Gegeven tekst
-*-

De schemering moet nog vallen
(Net als het blad van de boom)
Maar de bundel heb ik al uit
Enfin.

 

donderdag 9 november 2023

Ai

Bestel ik online een boek, tweedehands:
Wij slaven van Suriname, de onvolprezen
klassieker van Anton de Kom.

Vermeldt de site: Wij slaven van Suriname,
conditie redelijk, rug licht verkleurd.

dinsdag 7 november 2023

Mijn moeder en de kaakchirurg

Was het een koortsdroom waarin ik, zittend in een golfkarretje
scheurde door de gangen van het labyrint, dat een
ziekenhuis bleek te zijn. Dat concludeerde ik nadat
ik verschillende groepjes witgejaste vrouwen was tegengekomen.
De chauffeur kende de weg, zette de shuttle in de
achteruit en zwenkte links, rechts, en rechtdoor
en hield halt waar we zijn moesten. (We hadden ons
eerst vergist: we stegen met de lift naar de bovenste
etage, daarna daalden we weer.) Mijn moeder bleek
de hoofdpersoon, het draaide hier om haar. Men kende
haar hier. Ze had een afspraak, ze werd verwacht. Men
vroeg wat haar wensen waren, men stelde haar op haar
gemak. Ik werd naar een stoel voor het publiek gedirigeerd.
En mijn moeder werd in het licht gezet. Mijn rol beperkte zich
tot bemoedigende woorden en het vasthouden van de hand.
En ik zag daar mijn moeder: met verdoofde kaken,
bloed werd uit haar mond gezogen, de tang trok een
kies en een stuk wortel dat was achtergebleven. Er werd
gewrikt, er was weerbarstig bot, er klonk akelig gekraak,
en mijn moeder gaf misschien een krimp of twee, maar
meer niet. Ze hield zich kranig bewonderenswaardig.
(Of moet dat andersom). Tussendoor was er wel pijn,
en gejammer, extra verdoving werd ingebracht door
de gemaskerden. Mijn dappere, onverschrokken,
lieve moeder doorstond de behandeling  met glans:
ze bleef de assistentes betitelen als ‘schatjes’.
We bestegen het golfkarretje weer, naar de uitgang.
We gingen de bocht om, mam, je lip is dik mam, en
je mond staat scheef, maar je lacht mam, je lacht.

(Maar naar de BeeGees, die gedurende de hele helse
behandeling door de behandelkamer pompten,
zal ik nooit meer neutraal kunnen luisteren).

-*-

Aangeleverde gegevens
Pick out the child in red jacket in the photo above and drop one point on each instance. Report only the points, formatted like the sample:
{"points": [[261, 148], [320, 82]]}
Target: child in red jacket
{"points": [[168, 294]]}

-*-

Opdracht 1
Noem alle bijvoeglijke naamwoorden die in de gegeven tekst vlak voor "moeder" staan in de zin die begint met "Mijn dappere".
Opdracht 2
Geef bij elke bewering aan of ze klopt met de gegeven tekst. Antwoord met ja of nee en citeer de beslissende woorden uit de tekst.
(a) Het boek werd tweedehands online besteld.
(b) De verteller en de moeder gingen met de trap naar de bovenste etage.
(c) Tijdens de behandeling klonk muziek van de BeeGees.
Opdracht 3
Schrijf het stuk van de gegeven tekst van "En mijn moeder werd" tot "betitelen als ‘schatjes’." opnieuw uit en wissel daarbij "schatjes" om voor "engeltjes".

Uitgewerkte oplossing 1
dappere, onverschrokken, lieve

Uitgewerkte oplossing 2
(a) Ja: "Bestel ik online een boek, tweedehands:"
(b) Nee: "we stegen met de lift naar de bovenste etage"
(c) Ja: "de BeeGees, die gedurende de hele helse behandeling door de behandelkamer pompten"

Uitgewerkte oplossing 3
En mijn moeder werd in het licht gezet. Mijn rol beperkte zich
tot bemoedigende woorden en het vasthouden van de hand.
En ik zag daar mijn moeder: met verdoofde kaken,
bloed werd uit haar mond gezogen, de tang trok een
kies en een stuk wortel dat was achtergebleven. Er werd
gewrikt, er was weerbarstig bot, er klonk akelig gekraak,
en mijn moeder gaf misschien een krimp of twee, maar
meer niet. Ze hield zich kranig bewonderenswaardig.
(Of moet dat andersom). Tussendoor was er wel pijn,
en gejammer, extra verdoving werd ingebracht door
de gemaskerden. Mijn dappere, onverschrokken,
lieve moeder doorstond de behandeling  met glans:
ze bleef de assistentes betitelen als ‘engeltjes’.